### TO BE DONE
Swap every "Target" in the rows below for "Object" and leave all other text unchanged. Write the rows out again without the pictures.

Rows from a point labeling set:
═══

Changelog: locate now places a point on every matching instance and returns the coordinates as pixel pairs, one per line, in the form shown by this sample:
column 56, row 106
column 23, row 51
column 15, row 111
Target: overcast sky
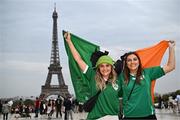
column 115, row 25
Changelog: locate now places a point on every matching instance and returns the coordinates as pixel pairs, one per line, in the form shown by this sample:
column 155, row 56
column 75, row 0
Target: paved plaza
column 161, row 115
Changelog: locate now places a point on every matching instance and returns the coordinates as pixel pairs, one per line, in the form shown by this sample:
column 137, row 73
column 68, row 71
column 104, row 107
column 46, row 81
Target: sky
column 116, row 25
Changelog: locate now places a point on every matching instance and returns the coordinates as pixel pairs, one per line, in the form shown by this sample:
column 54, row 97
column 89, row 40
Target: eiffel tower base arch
column 61, row 90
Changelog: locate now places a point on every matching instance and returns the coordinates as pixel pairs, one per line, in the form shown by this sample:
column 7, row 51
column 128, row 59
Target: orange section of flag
column 152, row 56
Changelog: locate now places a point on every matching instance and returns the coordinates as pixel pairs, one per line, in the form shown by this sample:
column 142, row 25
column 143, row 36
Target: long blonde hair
column 100, row 82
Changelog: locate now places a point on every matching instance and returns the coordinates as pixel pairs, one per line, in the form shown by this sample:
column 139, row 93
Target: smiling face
column 132, row 62
column 105, row 70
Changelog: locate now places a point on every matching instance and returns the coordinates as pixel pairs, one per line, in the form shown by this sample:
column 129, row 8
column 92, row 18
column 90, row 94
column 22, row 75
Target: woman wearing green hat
column 104, row 78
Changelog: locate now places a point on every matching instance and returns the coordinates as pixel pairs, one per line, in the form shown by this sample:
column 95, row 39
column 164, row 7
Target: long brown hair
column 100, row 82
column 127, row 71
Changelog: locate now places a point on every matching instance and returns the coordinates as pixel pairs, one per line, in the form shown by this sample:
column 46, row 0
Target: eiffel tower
column 54, row 68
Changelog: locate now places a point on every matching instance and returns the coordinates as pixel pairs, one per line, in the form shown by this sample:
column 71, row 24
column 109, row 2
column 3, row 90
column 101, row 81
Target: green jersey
column 140, row 102
column 108, row 99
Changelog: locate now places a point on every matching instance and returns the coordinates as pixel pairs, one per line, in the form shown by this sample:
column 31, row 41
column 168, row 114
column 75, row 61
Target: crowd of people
column 133, row 84
column 59, row 107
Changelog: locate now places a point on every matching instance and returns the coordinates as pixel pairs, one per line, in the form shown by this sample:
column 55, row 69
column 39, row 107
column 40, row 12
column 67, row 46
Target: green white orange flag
column 150, row 56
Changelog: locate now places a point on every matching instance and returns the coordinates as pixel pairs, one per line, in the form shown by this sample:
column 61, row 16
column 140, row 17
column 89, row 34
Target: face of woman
column 132, row 63
column 105, row 70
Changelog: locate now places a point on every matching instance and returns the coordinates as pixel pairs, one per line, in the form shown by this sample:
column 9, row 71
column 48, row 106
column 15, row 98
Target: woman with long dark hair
column 136, row 84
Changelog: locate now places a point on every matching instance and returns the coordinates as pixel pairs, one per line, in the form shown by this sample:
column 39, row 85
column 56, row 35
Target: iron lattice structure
column 55, row 67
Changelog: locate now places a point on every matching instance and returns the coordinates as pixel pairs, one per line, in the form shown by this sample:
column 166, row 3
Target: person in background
column 68, row 108
column 5, row 110
column 104, row 78
column 136, row 82
column 58, row 104
column 37, row 106
column 0, row 107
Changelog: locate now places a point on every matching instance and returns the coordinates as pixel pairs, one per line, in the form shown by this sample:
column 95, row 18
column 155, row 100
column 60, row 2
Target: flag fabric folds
column 150, row 56
column 79, row 80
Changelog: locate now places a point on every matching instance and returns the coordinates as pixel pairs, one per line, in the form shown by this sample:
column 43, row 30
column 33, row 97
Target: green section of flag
column 79, row 80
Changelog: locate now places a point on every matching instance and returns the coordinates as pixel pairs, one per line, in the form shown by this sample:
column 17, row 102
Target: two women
column 136, row 84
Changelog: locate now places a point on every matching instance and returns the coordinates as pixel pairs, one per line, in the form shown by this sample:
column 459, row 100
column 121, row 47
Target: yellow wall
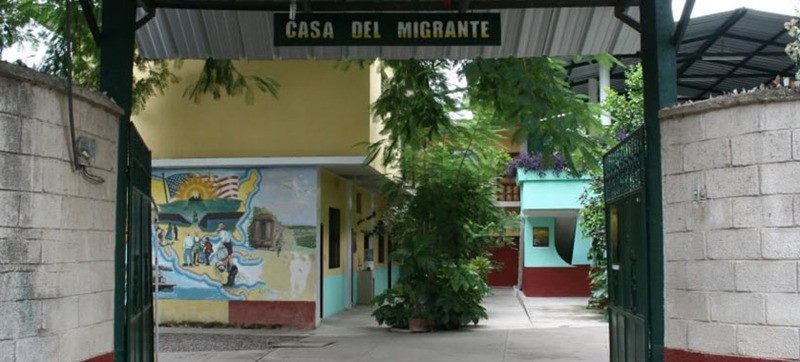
column 203, row 311
column 333, row 193
column 320, row 111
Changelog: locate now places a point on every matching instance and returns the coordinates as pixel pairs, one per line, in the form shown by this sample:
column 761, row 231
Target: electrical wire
column 82, row 169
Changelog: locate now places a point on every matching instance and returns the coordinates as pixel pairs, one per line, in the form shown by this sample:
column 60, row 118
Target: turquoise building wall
column 333, row 288
column 556, row 193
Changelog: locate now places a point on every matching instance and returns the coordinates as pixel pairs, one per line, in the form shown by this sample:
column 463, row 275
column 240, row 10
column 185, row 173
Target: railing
column 509, row 191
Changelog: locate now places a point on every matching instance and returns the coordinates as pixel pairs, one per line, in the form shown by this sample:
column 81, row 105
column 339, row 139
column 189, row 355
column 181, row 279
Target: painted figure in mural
column 300, row 267
column 188, row 246
column 227, row 265
column 208, row 249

═══

### COMPLETE RESPONSE
Changelog: locate now places a point on every matching instance and returns the coordinates as pixel pairs, one per line, in the form shown by this sample:
column 56, row 106
column 23, row 51
column 15, row 111
Object: overcast sky
column 115, row 25
Changelog: locate now places a point on every matching instance and returns the coordinates as pixel pairs, one per line, in the form shown by this sample:
column 155, row 56
column 75, row 0
Object: paved plaza
column 161, row 115
Changelog: locate now places a point on every matching instance and returns the coordinates as pixel pairs, one per line, in the form shown by this sample:
column 137, row 73
column 68, row 71
column 104, row 107
column 46, row 81
Object: sky
column 116, row 25
Changelog: locate now places a point on every matching instance and returns the coordinates as pixel pairs, one per line, in the form shown by this sample:
column 54, row 97
column 89, row 40
Object: eiffel tower base arch
column 61, row 90
Changelog: locate now places a point on every matching instance and returns the coordinates as pixel pairs, one per line, in the form shown by this sample:
column 7, row 51
column 128, row 59
Object: orange section of flag
column 152, row 56
Changelog: locate now places a point on every matching instance and returns the coordinates as pixel pairs, one per line, in the form shown by this sample:
column 142, row 25
column 143, row 36
Object: long blonde hair
column 100, row 82
Changelog: locate now places a point on every matching instance and returns the coordinates as pixel pairs, one per line, in the form shown by this sample:
column 139, row 93
Object: smiling face
column 132, row 62
column 105, row 70
Changelog: locate now places a point on every matching instance and returns the coordinates as pixel pairs, one per line, in the form shown by this sample:
column 129, row 8
column 92, row 18
column 90, row 94
column 22, row 75
Object: woman wearing green hat
column 104, row 78
Changelog: locate now places a point on every matching instance and returns the coordinates as pixel pairs, one per line, in the form shown by this sample:
column 95, row 39
column 164, row 7
Object: long brown hair
column 100, row 82
column 127, row 71
Changelog: locate now places a point on every matching instance and returns the coordinates as pixel pairs, one per line, in the form shown by this sample:
column 46, row 0
Object: eiffel tower
column 54, row 68
Changelog: locate now places a point on every matching instance and returns the coordinates as pixel pairs, one per line, in the form shown by this sample:
column 71, row 24
column 109, row 2
column 3, row 90
column 101, row 81
Object: green jersey
column 140, row 102
column 108, row 99
Changelog: locate now places a point on every matching instance and returns the coordinates as pixel pairs, one per line, in the form shown by this sample:
column 31, row 41
column 168, row 114
column 75, row 61
Object: crowd of people
column 133, row 84
column 59, row 107
Changelog: locate now places a point on every matching instance and returns the coordinates as pixel pairs, one per line, in the form shown by this sample:
column 55, row 69
column 39, row 107
column 40, row 12
column 67, row 46
Object: green white orange flag
column 150, row 56
Changelog: locate now places a point on every matching instance and returns the coordinates as pixel pairs, one per line, in the form shown by this sample:
column 61, row 16
column 140, row 17
column 89, row 34
Object: face of woman
column 132, row 63
column 105, row 70
Changelog: locate now places a point on every matching instance and returns the coordinates as pixel pairs, one per line, in the form shown by this sample:
column 9, row 71
column 48, row 106
column 15, row 98
Object: woman with long dark hair
column 136, row 84
Changelog: locate now places a point on every matching instance and returns the coordinates as pixel pairs, one per line, in the form shown by this sample:
column 39, row 85
column 56, row 35
Object: iron lattice structure
column 55, row 67
Changelog: locate now places a point on every matching instance and returns the coordinates as pixel pairs, one per line, in the form shown by this sample:
column 166, row 3
Object: person in background
column 68, row 108
column 5, row 110
column 104, row 78
column 136, row 82
column 58, row 104
column 37, row 106
column 0, row 107
Changelog: locate now places a point on every matching instance and returns the coordinates as pixel pairs, one per line, in the form shown by this sample:
column 95, row 18
column 155, row 100
column 60, row 2
Object: flag fabric folds
column 150, row 56
column 79, row 80
Changelog: locate now places a point on every matching instance and returns the coordinates as pixel pairs, one per line, in the form shown by this sample:
column 43, row 30
column 33, row 97
Object: green section of flag
column 79, row 80
Changelog: locate now places a point on every matching instance and returns the coordinates as pixel pairs, one per line, in the form shown by this sample:
column 17, row 102
Object: two women
column 136, row 84
Changelog: locate now places a point on every matching instance and returns the coordinates as pixel pairs, one per line, in the form shown by this sample:
column 459, row 100
column 121, row 47
Object: yellow wall
column 203, row 311
column 333, row 193
column 320, row 111
Changelog: locate now places a point on every matching instance and returns the coordinates as pixel pairs, one per line, in the form shown by this sample:
column 761, row 231
Object: electrical wire
column 82, row 169
Changelog: locate now places a point on every matching instance and returns the coordinates as pixel pairs, one per line, in the form shown by this sample:
column 60, row 118
Object: turquoise building wall
column 333, row 288
column 556, row 193
Changelog: locate now places a point on every matching instance and returns the coordinates as pixel pairs, one per line, in the form shown by this sample:
column 463, row 275
column 240, row 10
column 185, row 173
Object: railing
column 509, row 191
Changelog: locate now places a point on every matching instance and returns the coordinates as pixel pairs, one per line, in the form shown by this sample:
column 81, row 105
column 339, row 139
column 189, row 355
column 181, row 279
Object: painted figure in mural
column 300, row 267
column 188, row 246
column 227, row 265
column 208, row 249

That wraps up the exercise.